**SELECTED TEXT:**

# # # # #

The firewall runs inline — it adds minimal latency to safe requests and completely blocks dangerous ones.

How It Works

The firewall sends every prompt to a safety-tuned LLM that classifies the message as safe or unsafe against the categories below. The verdict gates the request: unsafe blocks; safe (or any failure of the LLM) lets the request through.

Categories considered unsafe:

Prompt-injection attacks and jailbreak attempts
Requests for self-harm content
Sexual content involving minors
Illegal-activity instructions
Hate speech

To keep latency and cost bounded, the firewall keeps a verdict cache in Qdrant: when a recent unsafe verdict’s embedding is similar enough to the incoming request (configurable threshold), the cached verdict short-circuits the LLM call. Only unsafe verdicts are cached — safe results are always recomputed so a model upgrade can flip them without a runbook step.

Blocked Requests

When the firewall blocks a request, it returns a 400 status code with an error message indicating the request was rejected by the security filter. The original prompt is never sent to the AI provider.

Your application should handle this response gracefully — for example, by showing a user-friendly message that the input could not be processed.

Configuration

The firewall model and cache behaviour are controlled by environment variables:

Variable	Purpose	Default
`FIREWALL_MODEL`	Backend + model used for the safety classification, in `[provider](model):weight` notation	`meta-llama/Llama-Guard-4-12B` (Together)
`FIREWALL_SEMANTIC_CACHE_THRESHOLD`	Cosine-similarity threshold for verdict-cache hits	`0.95`
`FIREWALL_VERDICT_CACHE_TTL_SECONDS`	TTL on cached `unsafe` verdicts	`172800` (48h)

# # # # #

**RECORDS SHOWN:**
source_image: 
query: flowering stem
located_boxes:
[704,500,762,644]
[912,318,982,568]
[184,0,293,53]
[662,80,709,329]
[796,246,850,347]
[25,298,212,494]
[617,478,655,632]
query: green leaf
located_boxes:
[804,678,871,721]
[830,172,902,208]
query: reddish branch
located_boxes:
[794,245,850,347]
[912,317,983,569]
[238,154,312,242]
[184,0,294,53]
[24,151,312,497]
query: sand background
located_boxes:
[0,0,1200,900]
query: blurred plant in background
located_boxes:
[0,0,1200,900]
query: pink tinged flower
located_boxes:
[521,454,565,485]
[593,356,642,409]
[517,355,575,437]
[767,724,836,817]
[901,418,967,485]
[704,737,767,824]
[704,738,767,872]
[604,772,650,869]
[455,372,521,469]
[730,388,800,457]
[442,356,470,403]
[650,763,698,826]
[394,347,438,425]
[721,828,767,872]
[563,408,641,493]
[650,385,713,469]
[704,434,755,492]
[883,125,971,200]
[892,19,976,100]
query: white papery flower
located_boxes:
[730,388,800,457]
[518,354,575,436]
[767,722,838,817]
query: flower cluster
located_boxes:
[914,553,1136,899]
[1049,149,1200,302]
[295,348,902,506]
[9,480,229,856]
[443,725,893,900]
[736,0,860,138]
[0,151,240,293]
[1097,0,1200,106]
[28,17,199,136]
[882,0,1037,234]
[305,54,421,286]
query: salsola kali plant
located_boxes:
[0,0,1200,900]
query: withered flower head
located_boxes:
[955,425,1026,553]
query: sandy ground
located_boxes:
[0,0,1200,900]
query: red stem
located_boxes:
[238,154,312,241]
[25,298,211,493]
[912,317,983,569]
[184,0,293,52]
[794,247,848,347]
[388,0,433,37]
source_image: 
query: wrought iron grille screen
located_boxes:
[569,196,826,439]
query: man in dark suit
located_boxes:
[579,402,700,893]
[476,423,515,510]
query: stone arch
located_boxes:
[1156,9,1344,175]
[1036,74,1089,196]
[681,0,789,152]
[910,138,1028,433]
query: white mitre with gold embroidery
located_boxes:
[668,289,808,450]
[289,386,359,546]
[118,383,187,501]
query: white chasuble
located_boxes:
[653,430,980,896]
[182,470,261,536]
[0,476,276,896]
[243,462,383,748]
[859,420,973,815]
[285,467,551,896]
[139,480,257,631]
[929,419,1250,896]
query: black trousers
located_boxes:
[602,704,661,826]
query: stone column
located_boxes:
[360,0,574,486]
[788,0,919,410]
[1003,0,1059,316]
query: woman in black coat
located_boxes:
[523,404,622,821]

# # # # #

**ACTIONS TO TAKE:**
1. Reproduce word for word the part of the firewall documentation that opens with the words containing "The firewall runs" and closes with "the request through.".
2. According to the firewall documentation, what status code is returned when a request is blocked?

**ANSWERS TO THE EXERCISES:**
1.
The firewall runs inline — it adds minimal latency to safe requests and completely blocks dangerous ones.

How It Works

The firewall sends every prompt to a safety-tuned LLM that classifies the message as safe or unsafe against the categories below. The verdict gates the request: unsafe blocks; safe (or any failure of the LLM) lets the request through.

2. A 400 status code.